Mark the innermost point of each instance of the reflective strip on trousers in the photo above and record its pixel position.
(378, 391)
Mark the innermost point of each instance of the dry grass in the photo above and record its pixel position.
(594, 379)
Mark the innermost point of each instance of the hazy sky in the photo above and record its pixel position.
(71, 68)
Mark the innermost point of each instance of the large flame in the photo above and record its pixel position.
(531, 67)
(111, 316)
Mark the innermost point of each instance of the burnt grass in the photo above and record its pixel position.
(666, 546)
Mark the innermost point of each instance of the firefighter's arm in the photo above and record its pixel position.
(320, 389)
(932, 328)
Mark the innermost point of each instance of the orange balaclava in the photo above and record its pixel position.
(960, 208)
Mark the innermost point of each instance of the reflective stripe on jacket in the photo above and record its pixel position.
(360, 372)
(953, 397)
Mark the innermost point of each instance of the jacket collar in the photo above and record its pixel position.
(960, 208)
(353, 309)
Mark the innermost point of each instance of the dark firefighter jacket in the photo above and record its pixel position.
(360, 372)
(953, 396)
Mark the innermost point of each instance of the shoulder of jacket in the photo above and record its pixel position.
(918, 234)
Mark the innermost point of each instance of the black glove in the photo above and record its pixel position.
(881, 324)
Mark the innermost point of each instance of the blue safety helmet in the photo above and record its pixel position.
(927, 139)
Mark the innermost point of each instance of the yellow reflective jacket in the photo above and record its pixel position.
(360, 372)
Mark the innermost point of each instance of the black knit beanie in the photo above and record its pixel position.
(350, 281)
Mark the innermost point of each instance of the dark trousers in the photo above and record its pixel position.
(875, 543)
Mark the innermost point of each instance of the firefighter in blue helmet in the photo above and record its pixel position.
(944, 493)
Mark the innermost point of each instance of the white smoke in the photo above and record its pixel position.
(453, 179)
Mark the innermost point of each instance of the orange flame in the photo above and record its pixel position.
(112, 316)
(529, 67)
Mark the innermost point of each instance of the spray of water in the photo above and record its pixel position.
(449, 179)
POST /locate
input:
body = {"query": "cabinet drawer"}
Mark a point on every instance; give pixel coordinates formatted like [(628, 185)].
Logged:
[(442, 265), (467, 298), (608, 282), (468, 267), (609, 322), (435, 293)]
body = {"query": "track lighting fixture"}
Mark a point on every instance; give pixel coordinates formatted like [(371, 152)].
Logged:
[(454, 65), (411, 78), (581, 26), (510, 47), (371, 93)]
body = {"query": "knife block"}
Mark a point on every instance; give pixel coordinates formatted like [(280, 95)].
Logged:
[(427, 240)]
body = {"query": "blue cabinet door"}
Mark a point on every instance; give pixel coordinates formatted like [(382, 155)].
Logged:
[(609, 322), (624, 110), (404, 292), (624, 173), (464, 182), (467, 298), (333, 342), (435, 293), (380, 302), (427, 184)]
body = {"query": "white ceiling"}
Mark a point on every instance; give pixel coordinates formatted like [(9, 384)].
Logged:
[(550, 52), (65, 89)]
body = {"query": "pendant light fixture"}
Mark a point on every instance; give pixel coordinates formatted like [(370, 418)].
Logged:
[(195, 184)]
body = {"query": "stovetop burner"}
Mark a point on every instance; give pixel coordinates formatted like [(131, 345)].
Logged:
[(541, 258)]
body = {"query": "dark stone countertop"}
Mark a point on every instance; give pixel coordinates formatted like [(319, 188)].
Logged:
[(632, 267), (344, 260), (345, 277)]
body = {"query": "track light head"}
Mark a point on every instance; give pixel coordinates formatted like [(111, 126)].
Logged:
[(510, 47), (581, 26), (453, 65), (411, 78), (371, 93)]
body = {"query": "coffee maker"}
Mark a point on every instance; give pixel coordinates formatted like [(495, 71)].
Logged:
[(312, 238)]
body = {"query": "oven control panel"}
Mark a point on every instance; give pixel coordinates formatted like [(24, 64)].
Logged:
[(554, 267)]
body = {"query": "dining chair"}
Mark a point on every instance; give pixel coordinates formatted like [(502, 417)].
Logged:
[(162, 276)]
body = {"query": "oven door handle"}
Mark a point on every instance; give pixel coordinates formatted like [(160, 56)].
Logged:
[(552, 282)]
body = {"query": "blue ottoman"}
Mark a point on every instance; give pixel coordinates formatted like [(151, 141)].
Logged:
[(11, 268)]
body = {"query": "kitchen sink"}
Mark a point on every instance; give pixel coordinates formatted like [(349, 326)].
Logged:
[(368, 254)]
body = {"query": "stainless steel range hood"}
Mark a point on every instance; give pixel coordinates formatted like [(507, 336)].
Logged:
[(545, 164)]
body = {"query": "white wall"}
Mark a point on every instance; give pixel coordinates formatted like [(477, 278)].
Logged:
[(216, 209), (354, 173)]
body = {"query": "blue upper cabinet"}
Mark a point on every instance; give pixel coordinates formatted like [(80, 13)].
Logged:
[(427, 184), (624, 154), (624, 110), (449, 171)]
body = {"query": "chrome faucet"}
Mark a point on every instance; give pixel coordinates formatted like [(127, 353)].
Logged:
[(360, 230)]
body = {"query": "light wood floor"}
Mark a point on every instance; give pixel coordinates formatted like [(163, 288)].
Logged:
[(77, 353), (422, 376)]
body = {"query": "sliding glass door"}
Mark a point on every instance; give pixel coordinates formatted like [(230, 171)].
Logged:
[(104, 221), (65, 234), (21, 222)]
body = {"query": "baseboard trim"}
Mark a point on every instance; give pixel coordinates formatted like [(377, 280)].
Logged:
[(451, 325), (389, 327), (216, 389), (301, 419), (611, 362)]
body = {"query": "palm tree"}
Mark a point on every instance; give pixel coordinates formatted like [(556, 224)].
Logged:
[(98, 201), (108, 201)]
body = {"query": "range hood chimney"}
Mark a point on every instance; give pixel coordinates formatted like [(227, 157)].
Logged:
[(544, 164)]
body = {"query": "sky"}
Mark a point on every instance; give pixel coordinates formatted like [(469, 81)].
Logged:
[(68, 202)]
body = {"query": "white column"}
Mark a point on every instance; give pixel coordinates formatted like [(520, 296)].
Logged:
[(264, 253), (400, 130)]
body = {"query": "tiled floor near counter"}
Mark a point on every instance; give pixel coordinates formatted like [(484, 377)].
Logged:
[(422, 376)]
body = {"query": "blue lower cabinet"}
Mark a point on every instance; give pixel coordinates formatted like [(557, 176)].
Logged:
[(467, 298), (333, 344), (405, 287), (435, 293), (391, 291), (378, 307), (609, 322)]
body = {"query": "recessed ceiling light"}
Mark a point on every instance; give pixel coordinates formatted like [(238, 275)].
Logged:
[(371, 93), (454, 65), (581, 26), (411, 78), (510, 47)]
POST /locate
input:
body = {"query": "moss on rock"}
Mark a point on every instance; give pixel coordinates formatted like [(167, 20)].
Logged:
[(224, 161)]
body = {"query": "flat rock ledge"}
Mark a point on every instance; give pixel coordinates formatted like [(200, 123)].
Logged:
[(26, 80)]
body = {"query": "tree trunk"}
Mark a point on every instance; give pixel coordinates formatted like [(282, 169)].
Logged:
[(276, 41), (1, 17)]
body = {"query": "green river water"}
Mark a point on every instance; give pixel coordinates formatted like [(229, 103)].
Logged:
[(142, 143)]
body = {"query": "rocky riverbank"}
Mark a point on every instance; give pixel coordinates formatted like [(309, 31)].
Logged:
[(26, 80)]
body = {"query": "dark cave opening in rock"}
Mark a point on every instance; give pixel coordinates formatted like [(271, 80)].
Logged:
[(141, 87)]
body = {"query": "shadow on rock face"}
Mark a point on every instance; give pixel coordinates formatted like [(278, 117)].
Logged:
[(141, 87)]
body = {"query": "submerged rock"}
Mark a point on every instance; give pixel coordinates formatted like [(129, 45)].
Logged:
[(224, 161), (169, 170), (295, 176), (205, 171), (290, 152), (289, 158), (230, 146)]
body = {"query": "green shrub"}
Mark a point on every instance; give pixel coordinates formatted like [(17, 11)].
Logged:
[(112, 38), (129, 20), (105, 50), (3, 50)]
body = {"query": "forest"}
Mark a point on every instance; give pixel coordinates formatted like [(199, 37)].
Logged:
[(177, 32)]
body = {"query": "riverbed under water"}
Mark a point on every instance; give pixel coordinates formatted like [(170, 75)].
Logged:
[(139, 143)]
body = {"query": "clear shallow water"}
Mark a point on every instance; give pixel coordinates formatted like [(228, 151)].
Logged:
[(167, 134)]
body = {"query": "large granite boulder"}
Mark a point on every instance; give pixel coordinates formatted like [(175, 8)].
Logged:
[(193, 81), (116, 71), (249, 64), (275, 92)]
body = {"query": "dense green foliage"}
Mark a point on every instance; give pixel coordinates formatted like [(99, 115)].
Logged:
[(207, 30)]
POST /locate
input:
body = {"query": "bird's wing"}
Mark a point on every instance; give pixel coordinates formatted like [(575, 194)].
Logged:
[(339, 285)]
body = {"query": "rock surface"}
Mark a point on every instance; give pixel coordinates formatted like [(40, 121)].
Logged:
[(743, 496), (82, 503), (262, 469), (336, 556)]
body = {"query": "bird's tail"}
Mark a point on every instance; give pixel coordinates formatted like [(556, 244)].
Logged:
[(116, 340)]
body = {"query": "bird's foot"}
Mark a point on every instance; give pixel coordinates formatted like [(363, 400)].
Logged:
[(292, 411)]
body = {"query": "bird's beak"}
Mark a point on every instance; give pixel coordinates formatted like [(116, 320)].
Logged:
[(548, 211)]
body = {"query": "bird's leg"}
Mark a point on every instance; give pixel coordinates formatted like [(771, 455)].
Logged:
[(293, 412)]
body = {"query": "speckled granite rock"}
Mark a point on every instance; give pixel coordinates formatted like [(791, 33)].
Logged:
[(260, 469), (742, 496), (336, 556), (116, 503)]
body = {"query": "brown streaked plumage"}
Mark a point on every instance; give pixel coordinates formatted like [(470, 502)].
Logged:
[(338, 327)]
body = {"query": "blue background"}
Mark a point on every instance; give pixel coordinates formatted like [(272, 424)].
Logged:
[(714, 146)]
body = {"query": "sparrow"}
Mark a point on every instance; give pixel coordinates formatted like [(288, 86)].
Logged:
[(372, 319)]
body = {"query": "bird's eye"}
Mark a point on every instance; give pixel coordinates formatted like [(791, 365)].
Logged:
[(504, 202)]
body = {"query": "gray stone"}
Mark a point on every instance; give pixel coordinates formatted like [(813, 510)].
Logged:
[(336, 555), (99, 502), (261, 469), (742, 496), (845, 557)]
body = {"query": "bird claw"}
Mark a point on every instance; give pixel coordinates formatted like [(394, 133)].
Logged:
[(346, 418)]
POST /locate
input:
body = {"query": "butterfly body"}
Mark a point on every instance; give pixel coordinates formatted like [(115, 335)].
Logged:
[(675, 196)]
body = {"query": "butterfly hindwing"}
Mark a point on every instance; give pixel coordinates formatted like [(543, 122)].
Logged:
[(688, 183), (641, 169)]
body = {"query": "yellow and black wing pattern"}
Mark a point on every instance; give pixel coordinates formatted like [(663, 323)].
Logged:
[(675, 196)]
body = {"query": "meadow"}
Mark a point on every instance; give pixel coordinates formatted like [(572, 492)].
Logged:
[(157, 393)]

Given problem -
Send back exactly the lines from the line with "and black wing" through the end of the records.

Worked answer -
body = {"query": "yellow and black wing pattern"}
Mark a point on every instance; give pixel coordinates formatted like [(663, 323)].
Logged:
[(675, 196)]
body = {"query": "meadow"}
Mark a point on every instance; give pixel coordinates formatted like [(572, 492)].
Logged:
[(157, 393)]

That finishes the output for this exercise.